### HOW TO COMPLETE THIS TASK
Output all entries verbatim.

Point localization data

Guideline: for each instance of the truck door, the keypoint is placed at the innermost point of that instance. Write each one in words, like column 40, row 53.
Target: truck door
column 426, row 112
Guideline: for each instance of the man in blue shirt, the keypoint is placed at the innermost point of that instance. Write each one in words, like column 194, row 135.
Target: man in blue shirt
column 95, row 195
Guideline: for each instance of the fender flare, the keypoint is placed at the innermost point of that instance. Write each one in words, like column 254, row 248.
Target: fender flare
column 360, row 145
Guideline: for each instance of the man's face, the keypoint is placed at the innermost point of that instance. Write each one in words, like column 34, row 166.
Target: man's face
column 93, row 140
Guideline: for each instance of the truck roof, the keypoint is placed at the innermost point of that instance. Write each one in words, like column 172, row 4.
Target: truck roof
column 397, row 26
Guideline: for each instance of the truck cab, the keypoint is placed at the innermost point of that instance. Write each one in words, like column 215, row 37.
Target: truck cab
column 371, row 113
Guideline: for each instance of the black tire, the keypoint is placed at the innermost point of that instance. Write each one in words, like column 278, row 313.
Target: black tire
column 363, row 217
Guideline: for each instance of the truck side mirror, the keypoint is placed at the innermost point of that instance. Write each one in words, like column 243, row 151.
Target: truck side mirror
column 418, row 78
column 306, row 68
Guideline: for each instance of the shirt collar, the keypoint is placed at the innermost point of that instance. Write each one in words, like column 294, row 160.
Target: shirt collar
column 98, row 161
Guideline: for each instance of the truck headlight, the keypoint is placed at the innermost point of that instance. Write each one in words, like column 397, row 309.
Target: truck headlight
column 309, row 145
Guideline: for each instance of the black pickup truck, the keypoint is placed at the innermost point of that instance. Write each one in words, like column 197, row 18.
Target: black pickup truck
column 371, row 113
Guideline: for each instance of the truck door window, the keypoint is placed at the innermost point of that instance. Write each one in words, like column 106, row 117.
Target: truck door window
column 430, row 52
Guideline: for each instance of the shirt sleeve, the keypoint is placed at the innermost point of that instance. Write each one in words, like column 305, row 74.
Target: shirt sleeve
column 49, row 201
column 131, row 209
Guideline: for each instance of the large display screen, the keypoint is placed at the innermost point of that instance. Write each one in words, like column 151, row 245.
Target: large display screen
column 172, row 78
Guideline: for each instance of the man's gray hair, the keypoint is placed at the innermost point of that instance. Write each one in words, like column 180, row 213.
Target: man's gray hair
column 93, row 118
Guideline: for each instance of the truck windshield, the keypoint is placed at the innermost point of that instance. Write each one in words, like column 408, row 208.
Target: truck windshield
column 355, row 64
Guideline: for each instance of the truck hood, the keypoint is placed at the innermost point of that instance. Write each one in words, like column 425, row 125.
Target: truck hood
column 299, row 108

### SOLVED EXERCISE
Guideline: for each instance of the truck door, the keypoint is placed at the innermost point of that instance. Write each one in words, like column 40, row 53.
Target: truck door
column 426, row 112
Guideline: for each instance of the man in blue shirt, the keypoint is placed at the innermost point of that instance. Write each one in words, like column 194, row 135.
Target: man in blue shirt
column 95, row 195
Guideline: for each instance of the fender flare, the keypoint is placed at the innermost point of that instance. Write each one in words, like column 254, row 248.
Target: fender flare
column 360, row 145
Guideline: for each instance of the man's face, the keypoint is placed at the innermost point of that instance. Write each one in words, like column 34, row 166.
Target: man's face
column 93, row 140
Guideline: for each instance of the truck roof, the keypoint is placed at the innermost point of that instance. Write each one in words, like column 172, row 4.
Target: truck roof
column 397, row 26
Guideline: for each instance of the truck cab, the keypoint is placed at the innermost point of that instance. Write each one in words, like column 215, row 37.
Target: truck cab
column 371, row 113
Guideline: for each instance of the black tire, the keypoint is placed at the innermost point of that instance. Write each one in words, like column 278, row 313.
Target: black tire
column 363, row 217
Guideline: for each instance of the truck side mirror, the keypoint is placed at the innermost point of that instance. Write each one in words, like column 243, row 151.
Target: truck side mirror
column 418, row 78
column 306, row 68
Guideline: for each instance of the shirt collar, the keypoint is placed at the innermost point of that instance. Write each one in words, like column 294, row 160.
Target: shirt collar
column 98, row 161
Guideline: for each instance of the truck headlight, the keypoint is placed at the innermost point of that instance. Write each one in words, like column 397, row 309.
Target: truck headlight
column 309, row 145
Guideline: for each instance of the black pickup truck, the keypoint is placed at the innermost point of that instance. Write each one in words, like column 197, row 18.
Target: black pickup truck
column 371, row 113
Guideline: for each instance of the truck door window, the keypoint is placed at the innermost point of that instance. Write each one in words, like column 106, row 117.
Target: truck door window
column 430, row 52
Guideline: for each instance of the shirt sleeve, the keypoint is placed at the innermost point of that instance. Write each one in words, like column 305, row 74.
Target: shirt sleeve
column 49, row 201
column 131, row 209
Guideline: for each instance of the large display screen, the keypoint is placed at the innermost point of that instance. Write each one in words, like column 151, row 245.
Target: large display screen
column 172, row 78
Guideline: for each instance of the man's gray hair, the keypoint is placed at the innermost point of that instance. Write each one in words, like column 180, row 213.
Target: man's gray hair
column 93, row 118
Guideline: for each instance of the truck windshield, the keypoint is placed at the innermost point of that instance. Write each one in words, like column 408, row 208.
Target: truck windshield
column 355, row 64
Guideline: for each instance of the truck hood, the keypoint is placed at the innermost point of that instance. Write each one in words, like column 425, row 125.
Target: truck hood
column 299, row 108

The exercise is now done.